* **任务说明**:
能否从含有“trace the outline of every instance of the shop”的那一行开始，到含有“109L56 115L57 142L89”的那一行结束（两行都包括），把这段数据输出为两列 CSV，列名分别为“输入”和“输出”？每条文本与其答案占一行，各自放在一个带引号的字段里，其中的换行一律改为空格。

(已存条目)
++++++
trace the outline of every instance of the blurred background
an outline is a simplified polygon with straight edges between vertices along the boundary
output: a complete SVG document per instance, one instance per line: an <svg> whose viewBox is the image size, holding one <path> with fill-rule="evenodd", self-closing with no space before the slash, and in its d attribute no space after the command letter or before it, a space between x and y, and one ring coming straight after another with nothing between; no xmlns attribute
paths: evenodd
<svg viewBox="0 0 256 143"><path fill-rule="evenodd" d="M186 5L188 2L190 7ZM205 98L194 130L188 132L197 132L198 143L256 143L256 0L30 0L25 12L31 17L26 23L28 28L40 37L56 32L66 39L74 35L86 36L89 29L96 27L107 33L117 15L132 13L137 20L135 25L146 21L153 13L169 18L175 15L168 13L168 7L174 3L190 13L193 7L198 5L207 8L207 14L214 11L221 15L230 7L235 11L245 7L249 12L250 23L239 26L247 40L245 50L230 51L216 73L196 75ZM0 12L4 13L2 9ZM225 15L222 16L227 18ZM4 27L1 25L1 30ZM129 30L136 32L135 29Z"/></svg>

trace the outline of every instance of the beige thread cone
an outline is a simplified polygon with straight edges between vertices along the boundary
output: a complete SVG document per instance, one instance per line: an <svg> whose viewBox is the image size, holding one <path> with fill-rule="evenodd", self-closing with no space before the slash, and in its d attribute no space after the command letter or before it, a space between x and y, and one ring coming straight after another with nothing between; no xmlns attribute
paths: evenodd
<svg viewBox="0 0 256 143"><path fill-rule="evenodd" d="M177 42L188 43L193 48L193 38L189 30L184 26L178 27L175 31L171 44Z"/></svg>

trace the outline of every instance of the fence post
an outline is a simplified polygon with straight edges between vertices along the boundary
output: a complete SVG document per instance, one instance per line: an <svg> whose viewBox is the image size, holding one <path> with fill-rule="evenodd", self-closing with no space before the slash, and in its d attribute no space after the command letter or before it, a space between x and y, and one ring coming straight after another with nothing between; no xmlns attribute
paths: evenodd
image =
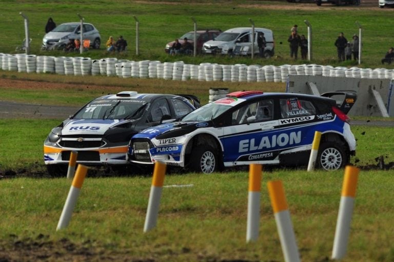
<svg viewBox="0 0 394 262"><path fill-rule="evenodd" d="M332 248L333 259L341 259L346 253L359 171L360 169L354 166L346 166L345 168L345 177Z"/></svg>
<svg viewBox="0 0 394 262"><path fill-rule="evenodd" d="M314 132L314 137L313 142L312 143L312 149L310 150L310 155L309 156L309 162L308 163L308 171L313 171L314 169L314 165L316 163L316 158L318 157L319 152L319 145L320 144L320 138L322 137L322 133L319 131Z"/></svg>
<svg viewBox="0 0 394 262"><path fill-rule="evenodd" d="M268 182L268 190L285 261L299 262L300 254L282 181Z"/></svg>

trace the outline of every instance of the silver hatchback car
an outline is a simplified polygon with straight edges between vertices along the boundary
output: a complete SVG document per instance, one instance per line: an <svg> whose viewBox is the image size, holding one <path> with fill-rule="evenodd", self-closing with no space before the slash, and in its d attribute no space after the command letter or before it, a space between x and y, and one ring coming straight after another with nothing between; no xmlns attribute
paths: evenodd
<svg viewBox="0 0 394 262"><path fill-rule="evenodd" d="M83 24L84 39L90 40L90 46L100 48L101 36L98 31L91 24ZM61 49L66 46L69 39L81 38L81 23L62 24L45 34L43 38L42 50Z"/></svg>

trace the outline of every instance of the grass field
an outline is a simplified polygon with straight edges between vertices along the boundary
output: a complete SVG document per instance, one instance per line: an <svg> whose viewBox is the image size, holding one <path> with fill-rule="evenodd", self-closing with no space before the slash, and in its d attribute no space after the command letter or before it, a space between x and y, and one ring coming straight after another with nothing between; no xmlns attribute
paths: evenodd
<svg viewBox="0 0 394 262"><path fill-rule="evenodd" d="M224 64L244 63L281 65L303 63L306 61L294 61L289 59L287 39L290 28L294 24L299 26L301 34L307 34L304 23L307 20L312 25L313 59L311 62L332 66L356 66L357 63L337 62L336 49L333 43L340 32L343 32L348 40L353 34L358 34L356 21L363 27L363 63L362 67L375 68L381 66L383 57L392 42L389 21L392 15L389 9L381 10L377 4L373 8L359 7L321 7L313 3L310 8L298 8L298 4L285 1L199 1L184 2L162 1L95 1L94 4L83 1L44 1L5 0L0 7L0 31L3 41L0 52L15 52L15 47L20 45L25 37L24 20L19 12L29 17L31 53L40 55L63 55L62 52L42 52L40 48L48 18L52 17L57 24L78 21L77 14L81 14L87 23L93 24L100 31L102 41L110 35L123 35L128 40L129 52L121 55L111 55L130 60L159 60L162 62L183 60L185 62L198 64L202 62ZM273 6L274 8L267 6ZM290 14L291 13L291 14ZM139 56L135 54L135 21L139 21ZM181 36L185 32L192 31L191 17L197 20L199 28L220 28L225 30L237 27L250 26L251 19L257 27L273 30L275 38L275 57L261 60L249 58L229 58L198 56L196 58L168 57L164 53L166 43ZM104 47L104 43L103 45ZM104 48L90 50L84 54L92 58L107 57ZM74 56L79 56L75 54ZM392 66L386 66L392 68Z"/></svg>
<svg viewBox="0 0 394 262"><path fill-rule="evenodd" d="M175 4L176 5L175 5ZM265 8L275 5L283 9ZM311 4L311 7L316 7ZM285 9L288 6L290 10ZM303 21L312 25L314 57L318 64L338 64L333 42L340 31L349 37L364 27L364 67L380 67L379 61L392 42L392 10L322 7L298 9L297 4L271 1L187 2L28 1L5 0L0 5L0 52L14 53L24 38L23 12L29 17L33 38L32 52L64 55L40 51L48 17L57 24L77 21L77 13L98 28L103 39L123 35L129 52L119 58L133 60L182 59L185 62L243 63L281 65L303 63L288 59L286 40L291 26ZM135 21L140 21L142 47L134 54ZM199 27L222 30L249 26L272 29L278 57L266 60L228 57L169 57L164 54L166 42L192 30L190 16ZM282 45L280 42L282 41ZM75 54L75 56L79 54ZM107 57L102 48L86 54L92 58ZM392 68L392 66L391 66ZM182 93L197 95L203 103L212 87L231 91L261 90L282 91L283 83L212 83L171 81L161 79L119 79L106 77L65 77L51 74L0 72L0 82L28 80L64 84L62 88L40 85L16 89L2 85L0 99L49 105L80 106L102 94L132 90L147 93ZM81 87L81 84L83 85ZM44 85L44 84L43 85ZM45 85L47 85L45 84ZM94 86L94 88L91 86ZM90 86L89 88L89 86ZM371 119L365 118L366 120ZM267 189L267 182L283 182L302 261L330 261L341 195L343 170L316 171L278 169L264 171L261 189L259 238L246 243L248 172L218 173L207 176L171 174L165 185L192 185L163 188L157 227L143 232L151 178L145 176L95 177L89 176L82 188L69 226L55 231L70 186L65 178L18 177L3 179L12 169L43 171L43 144L45 137L63 119L0 119L0 260L3 261L283 261L283 256ZM352 126L357 139L353 163L377 165L394 161L392 128ZM392 261L392 169L362 170L358 185L348 252L343 261Z"/></svg>

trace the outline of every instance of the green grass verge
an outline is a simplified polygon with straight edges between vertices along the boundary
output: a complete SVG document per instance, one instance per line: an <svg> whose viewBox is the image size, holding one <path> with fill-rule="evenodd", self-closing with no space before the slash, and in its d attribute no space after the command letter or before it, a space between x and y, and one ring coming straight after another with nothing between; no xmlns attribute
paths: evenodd
<svg viewBox="0 0 394 262"><path fill-rule="evenodd" d="M69 181L2 180L0 238L3 244L10 239L35 239L39 234L48 236L46 241L67 238L75 243L93 243L107 252L127 252L131 260L281 261L266 186L268 181L281 180L302 260L327 261L332 248L343 171L263 172L259 237L249 244L246 243L247 171L167 176L165 185L193 186L163 188L157 227L146 233L143 229L150 178L87 178L69 226L58 231L55 229ZM394 208L391 181L387 172L360 172L343 261L394 258L390 244Z"/></svg>

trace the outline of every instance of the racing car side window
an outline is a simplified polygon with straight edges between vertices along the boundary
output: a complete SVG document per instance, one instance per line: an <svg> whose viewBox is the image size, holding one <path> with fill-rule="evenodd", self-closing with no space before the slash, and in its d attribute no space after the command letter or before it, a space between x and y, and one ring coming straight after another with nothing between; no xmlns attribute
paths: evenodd
<svg viewBox="0 0 394 262"><path fill-rule="evenodd" d="M177 118L187 115L193 111L191 107L181 99L173 98L170 101L175 111L175 115Z"/></svg>
<svg viewBox="0 0 394 262"><path fill-rule="evenodd" d="M149 122L159 122L165 115L171 115L168 102L165 99L155 101L152 104L148 117Z"/></svg>
<svg viewBox="0 0 394 262"><path fill-rule="evenodd" d="M310 116L316 114L316 108L310 101L297 98L280 99L282 118Z"/></svg>

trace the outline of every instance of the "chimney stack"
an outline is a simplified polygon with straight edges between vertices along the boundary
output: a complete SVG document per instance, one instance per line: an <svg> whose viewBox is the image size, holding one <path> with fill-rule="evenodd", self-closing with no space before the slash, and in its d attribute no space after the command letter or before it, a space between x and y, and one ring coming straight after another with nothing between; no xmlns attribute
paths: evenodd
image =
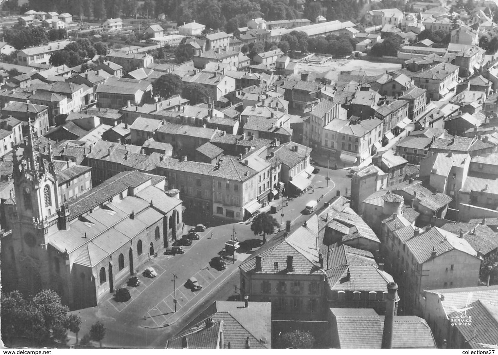
<svg viewBox="0 0 498 355"><path fill-rule="evenodd" d="M287 271L288 272L292 271L292 256L287 256Z"/></svg>
<svg viewBox="0 0 498 355"><path fill-rule="evenodd" d="M394 316L397 313L398 285L395 282L387 284L387 295L385 300L385 316L384 318L384 329L382 333L381 349L392 349L392 333Z"/></svg>
<svg viewBox="0 0 498 355"><path fill-rule="evenodd" d="M256 271L261 271L261 257L256 257Z"/></svg>

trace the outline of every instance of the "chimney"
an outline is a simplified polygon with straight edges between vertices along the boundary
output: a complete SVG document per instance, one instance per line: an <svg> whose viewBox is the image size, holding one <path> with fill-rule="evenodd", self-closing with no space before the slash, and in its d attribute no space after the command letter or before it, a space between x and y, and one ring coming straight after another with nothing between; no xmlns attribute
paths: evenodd
<svg viewBox="0 0 498 355"><path fill-rule="evenodd" d="M287 271L290 272L292 271L292 256L287 256Z"/></svg>
<svg viewBox="0 0 498 355"><path fill-rule="evenodd" d="M261 271L261 257L256 257L256 266L255 270L256 272Z"/></svg>
<svg viewBox="0 0 498 355"><path fill-rule="evenodd" d="M385 300L385 316L384 318L384 330L382 333L381 349L392 349L392 333L394 316L397 313L398 285L395 282L387 284L387 295Z"/></svg>

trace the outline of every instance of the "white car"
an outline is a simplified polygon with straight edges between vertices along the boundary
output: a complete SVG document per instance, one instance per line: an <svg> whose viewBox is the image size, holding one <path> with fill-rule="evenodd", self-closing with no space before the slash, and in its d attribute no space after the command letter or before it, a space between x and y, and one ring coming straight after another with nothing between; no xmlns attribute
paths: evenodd
<svg viewBox="0 0 498 355"><path fill-rule="evenodd" d="M157 273L155 272L153 267L146 268L145 270L143 271L143 274L147 277L155 277L157 276Z"/></svg>

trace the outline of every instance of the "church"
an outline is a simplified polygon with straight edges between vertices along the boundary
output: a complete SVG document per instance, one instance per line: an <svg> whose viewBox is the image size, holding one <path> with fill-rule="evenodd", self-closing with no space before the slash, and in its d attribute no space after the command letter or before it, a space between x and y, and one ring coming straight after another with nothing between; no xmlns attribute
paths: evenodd
<svg viewBox="0 0 498 355"><path fill-rule="evenodd" d="M51 147L43 159L30 122L13 163L15 197L5 208L12 230L1 236L4 290L51 289L72 309L96 306L181 236L179 191L166 190L164 177L124 172L63 202Z"/></svg>

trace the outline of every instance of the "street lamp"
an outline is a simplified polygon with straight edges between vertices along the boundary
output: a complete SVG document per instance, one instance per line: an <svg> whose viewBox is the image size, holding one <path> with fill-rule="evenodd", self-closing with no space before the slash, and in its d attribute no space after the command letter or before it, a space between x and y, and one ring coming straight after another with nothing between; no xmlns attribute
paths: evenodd
<svg viewBox="0 0 498 355"><path fill-rule="evenodd" d="M173 303L175 304L175 313L176 313L176 282L175 281L177 278L178 278L178 277L176 276L176 275L173 274L173 279L171 280L171 281L173 281L173 287L174 288L173 290L173 293L174 295L173 296Z"/></svg>

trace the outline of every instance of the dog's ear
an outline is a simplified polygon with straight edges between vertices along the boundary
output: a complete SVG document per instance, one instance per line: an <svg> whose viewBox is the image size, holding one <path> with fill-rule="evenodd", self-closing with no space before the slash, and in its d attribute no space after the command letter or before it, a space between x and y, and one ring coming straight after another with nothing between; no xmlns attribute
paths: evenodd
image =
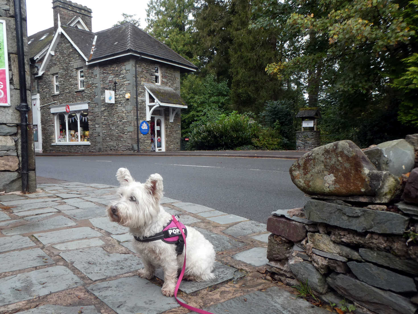
<svg viewBox="0 0 418 314"><path fill-rule="evenodd" d="M145 183L145 187L155 198L163 197L163 177L158 173L151 175Z"/></svg>
<svg viewBox="0 0 418 314"><path fill-rule="evenodd" d="M125 185L133 182L133 178L130 175L130 172L126 168L120 168L117 170L116 178L121 185Z"/></svg>

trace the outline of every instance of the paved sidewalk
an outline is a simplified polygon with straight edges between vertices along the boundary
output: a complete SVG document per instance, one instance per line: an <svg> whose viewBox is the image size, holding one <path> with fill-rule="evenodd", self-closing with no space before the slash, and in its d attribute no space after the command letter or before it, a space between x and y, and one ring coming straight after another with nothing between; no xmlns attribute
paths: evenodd
<svg viewBox="0 0 418 314"><path fill-rule="evenodd" d="M132 236L106 216L115 187L49 182L36 193L0 195L0 314L189 311L162 294L161 270L150 281L137 275ZM266 278L265 225L168 197L161 203L217 251L216 278L182 282L186 302L219 314L329 313Z"/></svg>
<svg viewBox="0 0 418 314"><path fill-rule="evenodd" d="M196 150L138 153L104 152L102 153L37 153L36 156L187 156L211 157L241 157L282 159L298 159L308 151L305 150Z"/></svg>

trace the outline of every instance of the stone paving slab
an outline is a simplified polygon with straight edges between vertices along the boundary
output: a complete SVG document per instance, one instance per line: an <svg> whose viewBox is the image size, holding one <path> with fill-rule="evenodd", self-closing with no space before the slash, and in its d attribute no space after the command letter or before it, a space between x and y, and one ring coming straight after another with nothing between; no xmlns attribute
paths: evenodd
<svg viewBox="0 0 418 314"><path fill-rule="evenodd" d="M23 200L25 198L17 194L6 194L0 195L0 202L7 202L9 201L16 201L16 200Z"/></svg>
<svg viewBox="0 0 418 314"><path fill-rule="evenodd" d="M100 312L93 305L87 306L63 306L53 304L38 306L35 309L19 312L19 314L75 314L78 313L82 313L83 314L100 314Z"/></svg>
<svg viewBox="0 0 418 314"><path fill-rule="evenodd" d="M79 240L71 242L66 242L65 243L56 244L52 246L57 250L60 251L66 251L71 250L79 250L86 247L98 247L103 245L105 243L98 238L88 239L86 240Z"/></svg>
<svg viewBox="0 0 418 314"><path fill-rule="evenodd" d="M65 214L74 217L77 220L103 217L107 215L106 208L99 206L71 209L66 211Z"/></svg>
<svg viewBox="0 0 418 314"><path fill-rule="evenodd" d="M307 301L277 287L257 291L214 305L206 311L214 314L329 314L325 309L312 306Z"/></svg>
<svg viewBox="0 0 418 314"><path fill-rule="evenodd" d="M40 221L31 222L10 229L3 229L2 232L6 235L21 234L22 233L35 232L37 231L55 229L56 228L74 226L76 224L68 218L63 216L57 216Z"/></svg>
<svg viewBox="0 0 418 314"><path fill-rule="evenodd" d="M38 233L33 235L44 245L53 243L78 240L86 238L94 238L103 235L98 231L89 227L79 227L71 229Z"/></svg>
<svg viewBox="0 0 418 314"><path fill-rule="evenodd" d="M224 265L223 264L215 262L214 268L213 273L216 278L213 280L208 281L182 281L179 289L186 293L195 292L202 289L206 289L208 287L232 279L240 278L245 275L243 273L240 271L233 267ZM155 272L155 275L164 281L164 271L162 268L159 268Z"/></svg>
<svg viewBox="0 0 418 314"><path fill-rule="evenodd" d="M7 215L5 214L4 213L2 213L0 212L0 221L1 220L6 220L6 219L10 219L10 217L9 217Z"/></svg>
<svg viewBox="0 0 418 314"><path fill-rule="evenodd" d="M12 208L13 214L24 211L29 209L35 209L38 208L46 208L46 207L55 207L59 205L56 202L41 202L36 203L34 204L27 204L23 206L16 206Z"/></svg>
<svg viewBox="0 0 418 314"><path fill-rule="evenodd" d="M93 281L133 271L144 267L130 254L108 253L101 247L61 252L60 255Z"/></svg>
<svg viewBox="0 0 418 314"><path fill-rule="evenodd" d="M176 209L173 209L170 207L163 207L164 210L167 213L171 214L171 215L180 215L182 212L178 211Z"/></svg>
<svg viewBox="0 0 418 314"><path fill-rule="evenodd" d="M56 213L47 213L47 214L43 214L41 215L36 215L34 216L29 216L23 218L24 219L28 221L33 221L41 220L48 216L51 216L55 215Z"/></svg>
<svg viewBox="0 0 418 314"><path fill-rule="evenodd" d="M258 240L259 241L267 243L268 242L268 236L269 235L270 235L270 233L264 233L263 234L259 234L258 235L254 236L254 237L251 237L253 239L255 239L256 240Z"/></svg>
<svg viewBox="0 0 418 314"><path fill-rule="evenodd" d="M40 193L29 193L28 194L26 194L25 196L27 197L33 198L35 197L44 197L45 196L52 196L50 193L45 193L44 192L43 192Z"/></svg>
<svg viewBox="0 0 418 314"><path fill-rule="evenodd" d="M179 202L179 201L177 200L174 200L173 198L170 198L168 197L166 197L165 196L163 196L160 200L160 204L166 204L168 203L174 203L175 202Z"/></svg>
<svg viewBox="0 0 418 314"><path fill-rule="evenodd" d="M180 202L180 203L176 203L173 205L176 207L181 208L192 214L198 214L204 211L212 211L214 210L213 208L199 205L198 204L194 204L192 203Z"/></svg>
<svg viewBox="0 0 418 314"><path fill-rule="evenodd" d="M87 201L81 200L76 198L67 198L63 200L63 201L69 205L74 206L78 208L87 208L87 207L92 207L96 206L94 203L87 202Z"/></svg>
<svg viewBox="0 0 418 314"><path fill-rule="evenodd" d="M21 219L13 219L13 220L5 220L4 221L0 222L0 227L7 227L12 224L14 224L15 222L18 222L19 221L23 222L25 221Z"/></svg>
<svg viewBox="0 0 418 314"><path fill-rule="evenodd" d="M222 215L227 215L226 213L219 211L204 211L203 213L199 213L198 214L199 216L207 218L208 217L215 217L216 216L220 216Z"/></svg>
<svg viewBox="0 0 418 314"><path fill-rule="evenodd" d="M224 230L222 232L234 237L239 237L267 231L267 225L250 220L234 225Z"/></svg>
<svg viewBox="0 0 418 314"><path fill-rule="evenodd" d="M126 227L120 226L116 222L111 221L107 217L100 217L89 219L95 227L103 229L112 234L126 233L129 231Z"/></svg>
<svg viewBox="0 0 418 314"><path fill-rule="evenodd" d="M200 232L209 242L212 243L216 252L227 251L232 249L238 248L245 245L245 244L242 242L235 241L226 236L211 232L206 229L201 228L195 229Z"/></svg>
<svg viewBox="0 0 418 314"><path fill-rule="evenodd" d="M182 222L184 224L191 224L195 222L201 221L200 219L189 216L189 215L181 215L179 218L180 221Z"/></svg>
<svg viewBox="0 0 418 314"><path fill-rule="evenodd" d="M244 220L248 220L247 218L241 216L237 216L236 215L226 215L224 216L218 216L212 218L208 218L208 219L221 224L226 224L232 222L238 222Z"/></svg>
<svg viewBox="0 0 418 314"><path fill-rule="evenodd" d="M232 256L232 258L253 266L259 266L268 263L267 256L267 248L258 247L240 252Z"/></svg>
<svg viewBox="0 0 418 314"><path fill-rule="evenodd" d="M0 273L13 271L55 263L45 252L38 248L3 253L0 254L0 260L1 260Z"/></svg>
<svg viewBox="0 0 418 314"><path fill-rule="evenodd" d="M58 212L58 211L54 208L42 208L42 209L35 209L32 211L19 211L14 214L18 216L26 216L28 215L37 215L38 214L43 214L44 213L52 213L53 211Z"/></svg>
<svg viewBox="0 0 418 314"><path fill-rule="evenodd" d="M64 266L48 267L9 276L0 279L0 306L82 284L82 281Z"/></svg>
<svg viewBox="0 0 418 314"><path fill-rule="evenodd" d="M174 298L163 296L161 287L138 276L96 283L87 289L118 314L158 314L180 306Z"/></svg>
<svg viewBox="0 0 418 314"><path fill-rule="evenodd" d="M59 211L68 211L70 209L75 209L77 207L74 206L71 206L66 204L63 205L57 205L54 206L54 208L56 208Z"/></svg>
<svg viewBox="0 0 418 314"><path fill-rule="evenodd" d="M0 237L0 252L29 247L36 245L27 237L15 235Z"/></svg>
<svg viewBox="0 0 418 314"><path fill-rule="evenodd" d="M2 202L5 206L13 206L15 205L25 205L32 204L35 203L41 203L43 202L51 202L53 201L59 201L59 198L25 198L24 199L9 201L7 202Z"/></svg>

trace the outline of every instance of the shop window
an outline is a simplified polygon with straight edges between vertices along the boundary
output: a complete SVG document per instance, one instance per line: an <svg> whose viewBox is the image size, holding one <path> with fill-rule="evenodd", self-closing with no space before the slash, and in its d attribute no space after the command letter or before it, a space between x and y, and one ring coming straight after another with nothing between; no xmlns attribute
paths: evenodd
<svg viewBox="0 0 418 314"><path fill-rule="evenodd" d="M155 84L160 85L161 80L161 75L160 73L160 67L155 67Z"/></svg>
<svg viewBox="0 0 418 314"><path fill-rule="evenodd" d="M78 70L79 89L84 89L84 72L83 70Z"/></svg>
<svg viewBox="0 0 418 314"><path fill-rule="evenodd" d="M59 93L59 83L58 83L58 75L54 76L54 92L55 94Z"/></svg>
<svg viewBox="0 0 418 314"><path fill-rule="evenodd" d="M88 109L56 115L57 142L89 142Z"/></svg>

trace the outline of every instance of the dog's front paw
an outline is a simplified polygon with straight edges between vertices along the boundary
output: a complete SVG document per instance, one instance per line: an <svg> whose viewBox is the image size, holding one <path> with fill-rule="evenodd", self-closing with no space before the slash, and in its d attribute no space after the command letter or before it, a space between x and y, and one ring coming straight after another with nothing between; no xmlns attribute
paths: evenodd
++++++
* **完整回答**:
输入,输出
"trace the outline of every instance of the shop window an outline is a simplified polygon with straight edges between vertices along the boundary output: a complete SVG document per instance, one instance per line: an <svg> whose viewBox is the image size, holding one <path> with fill-rule=""evenodd"", self-closing with no space before the slash, and in its d attribute no space after the command letter or before it, a space between x and y, and one ring coming straight after another with nothing between; no xmlns attribute paths: evenodd","<svg viewBox=""0 0 418 314""><path fill-rule=""evenodd"" d=""M155 84L160 85L161 80L161 75L160 73L160 67L155 67Z""/></svg> <svg viewBox=""0 0 418 314""><path fill-rule=""evenodd"" d=""M78 70L79 89L84 89L84 72L83 70Z""/></svg> <svg viewBox=""0 0 418 314""><path fill-rule=""evenodd"" d=""M59 93L59 83L58 83L58 75L54 76L54 92L55 94Z""/></svg> <svg viewBox=""0 0 418 314""><path fill-rule=""evenodd"" d=""M88 109L56 115L57 142L89 142Z""/></svg>"